- Task inputs:
****************

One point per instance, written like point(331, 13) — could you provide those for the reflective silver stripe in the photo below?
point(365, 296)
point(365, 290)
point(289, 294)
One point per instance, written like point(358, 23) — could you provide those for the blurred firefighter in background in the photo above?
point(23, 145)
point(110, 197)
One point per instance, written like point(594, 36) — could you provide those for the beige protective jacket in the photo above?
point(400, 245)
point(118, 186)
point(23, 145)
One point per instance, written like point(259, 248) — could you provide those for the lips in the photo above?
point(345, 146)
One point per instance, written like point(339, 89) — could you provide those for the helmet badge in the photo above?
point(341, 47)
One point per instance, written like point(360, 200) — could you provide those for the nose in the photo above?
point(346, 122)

****************

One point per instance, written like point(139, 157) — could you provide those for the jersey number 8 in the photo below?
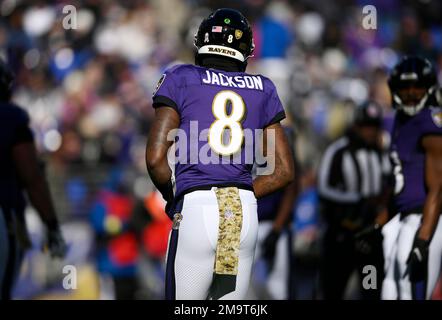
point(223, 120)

****************

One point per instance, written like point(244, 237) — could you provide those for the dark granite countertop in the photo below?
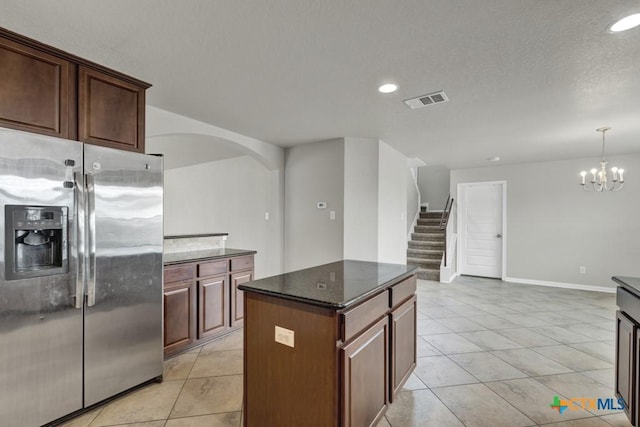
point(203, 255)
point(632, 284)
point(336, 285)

****************

- Problem: Copy out only the part that opens with the line containing "One point per instance, written like point(331, 13)" and closes with the line containing "point(110, 197)", changing "firefighter" to "rescuer" and leaving everything else unchanged.

- Task answer:
One point per instance, written like point(331, 13) — could you provide those for the reflective silver stripe in the photo below?
point(365, 296)
point(365, 290)
point(289, 294)
One point per instance, written like point(358, 23) — could you provide those for the blurred rescuer in background in the photo above?
point(23, 145)
point(110, 197)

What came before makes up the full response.